## Exercise details
Transcribe word for word the lines below from the line with "box: [504, 250, 559, 375]" through the line with "271L371 285L384 284L383", ends included.

BEGIN Record excerpts

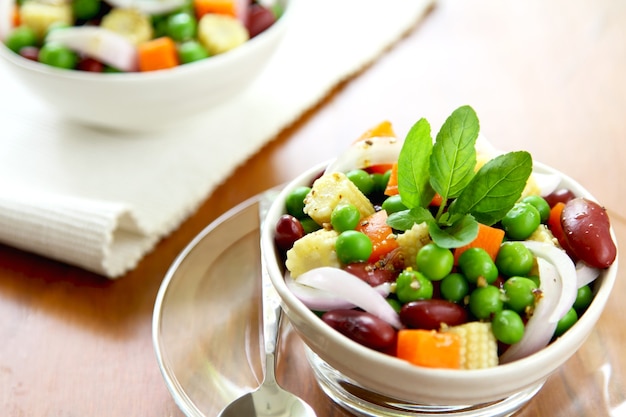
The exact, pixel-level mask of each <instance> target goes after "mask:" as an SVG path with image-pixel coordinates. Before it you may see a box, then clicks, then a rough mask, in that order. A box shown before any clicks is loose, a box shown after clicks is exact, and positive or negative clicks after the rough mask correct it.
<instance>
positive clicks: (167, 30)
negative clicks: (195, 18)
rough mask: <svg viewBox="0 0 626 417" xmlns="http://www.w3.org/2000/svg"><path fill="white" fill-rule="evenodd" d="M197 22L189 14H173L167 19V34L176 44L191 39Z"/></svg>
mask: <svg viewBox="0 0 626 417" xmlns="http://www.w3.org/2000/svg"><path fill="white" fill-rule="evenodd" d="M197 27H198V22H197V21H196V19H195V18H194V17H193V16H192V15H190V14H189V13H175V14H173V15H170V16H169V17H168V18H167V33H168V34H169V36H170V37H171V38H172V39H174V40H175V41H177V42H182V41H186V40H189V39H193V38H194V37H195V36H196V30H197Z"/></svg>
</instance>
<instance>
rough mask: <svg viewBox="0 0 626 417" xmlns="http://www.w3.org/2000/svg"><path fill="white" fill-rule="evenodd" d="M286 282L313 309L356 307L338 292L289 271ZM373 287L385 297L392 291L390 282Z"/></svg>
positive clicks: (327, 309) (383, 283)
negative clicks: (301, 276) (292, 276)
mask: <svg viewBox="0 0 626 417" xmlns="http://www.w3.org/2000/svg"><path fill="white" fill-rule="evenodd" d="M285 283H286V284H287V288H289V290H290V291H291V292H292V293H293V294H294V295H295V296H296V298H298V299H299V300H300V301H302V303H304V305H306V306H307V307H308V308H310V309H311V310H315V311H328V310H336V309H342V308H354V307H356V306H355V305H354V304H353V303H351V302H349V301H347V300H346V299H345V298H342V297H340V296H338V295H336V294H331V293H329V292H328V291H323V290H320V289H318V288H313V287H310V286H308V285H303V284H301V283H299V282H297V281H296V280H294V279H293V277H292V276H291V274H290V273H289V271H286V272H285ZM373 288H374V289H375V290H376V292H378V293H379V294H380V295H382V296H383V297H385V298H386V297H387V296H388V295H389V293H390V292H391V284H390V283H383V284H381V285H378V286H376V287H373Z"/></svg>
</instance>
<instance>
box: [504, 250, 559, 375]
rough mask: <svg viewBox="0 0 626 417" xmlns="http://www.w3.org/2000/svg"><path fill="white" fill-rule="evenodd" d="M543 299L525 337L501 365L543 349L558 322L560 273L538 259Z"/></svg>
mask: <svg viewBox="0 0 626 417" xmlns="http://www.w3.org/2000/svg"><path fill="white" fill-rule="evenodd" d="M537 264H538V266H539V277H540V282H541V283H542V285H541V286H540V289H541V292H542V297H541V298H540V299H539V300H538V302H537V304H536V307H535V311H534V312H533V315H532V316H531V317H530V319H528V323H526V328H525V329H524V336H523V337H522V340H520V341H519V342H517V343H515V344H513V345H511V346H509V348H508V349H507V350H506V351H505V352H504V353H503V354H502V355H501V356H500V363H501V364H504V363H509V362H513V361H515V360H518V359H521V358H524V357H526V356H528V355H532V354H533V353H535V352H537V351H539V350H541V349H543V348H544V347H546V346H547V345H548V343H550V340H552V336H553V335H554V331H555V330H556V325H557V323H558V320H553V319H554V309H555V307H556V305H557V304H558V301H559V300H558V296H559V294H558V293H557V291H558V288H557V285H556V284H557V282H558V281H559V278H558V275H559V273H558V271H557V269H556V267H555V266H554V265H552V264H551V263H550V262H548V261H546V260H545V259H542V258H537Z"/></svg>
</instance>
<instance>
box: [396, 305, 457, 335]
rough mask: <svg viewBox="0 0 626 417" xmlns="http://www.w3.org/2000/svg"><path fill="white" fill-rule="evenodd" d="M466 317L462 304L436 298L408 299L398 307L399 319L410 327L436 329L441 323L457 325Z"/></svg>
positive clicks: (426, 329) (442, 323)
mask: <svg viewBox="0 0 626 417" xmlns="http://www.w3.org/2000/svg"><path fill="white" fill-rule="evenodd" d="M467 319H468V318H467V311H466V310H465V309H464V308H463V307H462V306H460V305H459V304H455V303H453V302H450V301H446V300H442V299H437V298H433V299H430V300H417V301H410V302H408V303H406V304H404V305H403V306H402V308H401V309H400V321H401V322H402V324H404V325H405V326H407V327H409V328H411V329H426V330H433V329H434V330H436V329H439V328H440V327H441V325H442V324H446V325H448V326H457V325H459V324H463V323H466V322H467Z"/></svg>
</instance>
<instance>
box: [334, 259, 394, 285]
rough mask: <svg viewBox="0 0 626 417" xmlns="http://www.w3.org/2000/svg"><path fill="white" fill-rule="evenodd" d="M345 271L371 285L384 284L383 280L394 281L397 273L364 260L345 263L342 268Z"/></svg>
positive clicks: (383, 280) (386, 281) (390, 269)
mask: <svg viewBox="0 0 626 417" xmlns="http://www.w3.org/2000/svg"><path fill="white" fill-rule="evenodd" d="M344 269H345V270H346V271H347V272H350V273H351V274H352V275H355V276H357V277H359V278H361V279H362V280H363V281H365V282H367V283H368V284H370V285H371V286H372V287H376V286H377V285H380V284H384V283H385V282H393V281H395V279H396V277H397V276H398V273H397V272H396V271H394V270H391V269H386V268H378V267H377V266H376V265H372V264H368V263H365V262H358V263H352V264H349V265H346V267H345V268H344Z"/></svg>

END Record excerpts
BEGIN Record excerpts

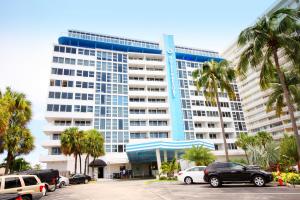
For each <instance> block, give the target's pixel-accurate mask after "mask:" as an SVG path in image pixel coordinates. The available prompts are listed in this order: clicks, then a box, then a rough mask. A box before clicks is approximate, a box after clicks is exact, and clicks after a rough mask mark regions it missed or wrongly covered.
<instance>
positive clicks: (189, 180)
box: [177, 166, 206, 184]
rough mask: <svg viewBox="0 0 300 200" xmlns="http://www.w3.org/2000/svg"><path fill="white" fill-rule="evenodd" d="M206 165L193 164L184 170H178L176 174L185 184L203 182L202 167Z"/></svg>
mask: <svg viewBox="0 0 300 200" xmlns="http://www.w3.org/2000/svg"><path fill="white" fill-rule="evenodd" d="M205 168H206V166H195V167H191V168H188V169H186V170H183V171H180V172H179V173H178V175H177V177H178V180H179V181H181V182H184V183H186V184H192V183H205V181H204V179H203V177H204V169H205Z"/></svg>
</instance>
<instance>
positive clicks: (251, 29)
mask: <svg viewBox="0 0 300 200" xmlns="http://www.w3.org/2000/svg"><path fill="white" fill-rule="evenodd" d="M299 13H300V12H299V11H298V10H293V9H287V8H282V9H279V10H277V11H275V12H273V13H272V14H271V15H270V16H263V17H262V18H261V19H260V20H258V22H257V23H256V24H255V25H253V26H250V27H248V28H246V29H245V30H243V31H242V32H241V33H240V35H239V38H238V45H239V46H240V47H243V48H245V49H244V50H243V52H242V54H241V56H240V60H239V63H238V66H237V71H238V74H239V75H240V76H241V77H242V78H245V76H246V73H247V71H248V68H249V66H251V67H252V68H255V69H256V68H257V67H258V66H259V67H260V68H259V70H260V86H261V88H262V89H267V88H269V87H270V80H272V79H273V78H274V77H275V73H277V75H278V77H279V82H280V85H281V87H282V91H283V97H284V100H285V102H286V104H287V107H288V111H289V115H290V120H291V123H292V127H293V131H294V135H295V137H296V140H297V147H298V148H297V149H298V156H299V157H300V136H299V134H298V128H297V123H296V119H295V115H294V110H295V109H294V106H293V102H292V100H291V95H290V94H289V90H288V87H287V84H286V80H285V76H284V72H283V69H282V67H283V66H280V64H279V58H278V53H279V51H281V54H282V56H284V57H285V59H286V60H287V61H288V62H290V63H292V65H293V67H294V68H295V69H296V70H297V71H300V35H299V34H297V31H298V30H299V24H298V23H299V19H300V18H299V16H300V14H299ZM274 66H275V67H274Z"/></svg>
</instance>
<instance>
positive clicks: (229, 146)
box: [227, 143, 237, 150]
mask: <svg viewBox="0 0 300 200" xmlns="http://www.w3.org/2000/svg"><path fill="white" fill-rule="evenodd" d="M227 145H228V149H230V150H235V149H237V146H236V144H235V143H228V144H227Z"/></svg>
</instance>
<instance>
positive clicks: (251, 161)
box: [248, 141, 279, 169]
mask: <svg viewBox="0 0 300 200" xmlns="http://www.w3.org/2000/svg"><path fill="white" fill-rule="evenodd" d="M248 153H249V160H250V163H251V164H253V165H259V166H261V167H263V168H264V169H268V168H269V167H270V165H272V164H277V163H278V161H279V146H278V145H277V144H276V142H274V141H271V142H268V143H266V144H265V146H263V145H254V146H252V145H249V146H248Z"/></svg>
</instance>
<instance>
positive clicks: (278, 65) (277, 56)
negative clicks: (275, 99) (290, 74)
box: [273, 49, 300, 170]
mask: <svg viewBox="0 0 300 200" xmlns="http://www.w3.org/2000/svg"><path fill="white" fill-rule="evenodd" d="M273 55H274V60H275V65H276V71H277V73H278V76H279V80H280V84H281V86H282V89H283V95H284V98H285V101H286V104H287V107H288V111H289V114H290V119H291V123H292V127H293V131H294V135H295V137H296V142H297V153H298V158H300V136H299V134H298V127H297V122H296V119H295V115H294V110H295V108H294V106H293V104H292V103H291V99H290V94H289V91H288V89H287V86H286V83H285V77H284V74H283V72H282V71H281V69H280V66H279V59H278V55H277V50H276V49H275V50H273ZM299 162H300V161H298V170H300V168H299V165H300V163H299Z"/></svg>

END Record excerpts

## Response to the task
box: [504, 250, 559, 375]
rough mask: <svg viewBox="0 0 626 417" xmlns="http://www.w3.org/2000/svg"><path fill="white" fill-rule="evenodd" d="M543 299L525 337L501 365L543 349L558 322L560 273L538 259Z"/></svg>
mask: <svg viewBox="0 0 626 417" xmlns="http://www.w3.org/2000/svg"><path fill="white" fill-rule="evenodd" d="M537 264H538V266H539V277H540V282H541V283H542V285H541V286H540V289H541V292H542V297H541V298H540V299H539V300H538V302H537V304H536V307H535V311H534V312H533V315H532V316H531V317H530V319H528V323H526V328H525V329H524V336H523V337H522V340H520V341H519V342H517V343H515V344H513V345H511V346H509V348H508V349H507V350H506V351H505V352H504V353H503V354H502V355H501V356H500V363H501V364H504V363H509V362H513V361H515V360H518V359H521V358H524V357H526V356H528V355H532V354H533V353H535V352H537V351H539V350H541V349H543V348H544V347H546V346H547V345H548V343H550V340H552V336H553V335H554V331H555V330H556V325H557V323H558V320H553V319H554V309H555V307H556V305H557V304H558V301H559V300H558V296H559V294H558V293H557V291H558V288H557V285H556V284H557V282H558V281H559V278H558V275H559V273H558V271H557V269H556V267H555V266H554V265H552V264H551V263H550V262H548V261H546V260H545V259H542V258H537Z"/></svg>
</instance>
<instance>
box: [396, 305, 457, 335]
rough mask: <svg viewBox="0 0 626 417" xmlns="http://www.w3.org/2000/svg"><path fill="white" fill-rule="evenodd" d="M466 317L462 304L436 298L408 299L398 307L399 319L410 327L436 329L441 323L457 325Z"/></svg>
positive clicks: (426, 329) (442, 323)
mask: <svg viewBox="0 0 626 417" xmlns="http://www.w3.org/2000/svg"><path fill="white" fill-rule="evenodd" d="M467 319H468V318H467V311H466V310H465V309H464V308H463V307H462V306H460V305H459V304H455V303H453V302H450V301H446V300H442V299H437V298H433V299H430V300H417V301H410V302H408V303H406V304H404V305H403V306H402V308H401V309H400V321H401V322H402V324H404V325H405V326H407V327H409V328H411V329H426V330H433V329H434V330H436V329H439V328H440V327H441V325H442V324H446V325H448V326H457V325H459V324H463V323H466V322H467Z"/></svg>
</instance>
<instance>
box: [334, 259, 394, 285]
rough mask: <svg viewBox="0 0 626 417" xmlns="http://www.w3.org/2000/svg"><path fill="white" fill-rule="evenodd" d="M345 271L371 285L384 284L383 280L394 281L397 273L364 260L345 263L342 268Z"/></svg>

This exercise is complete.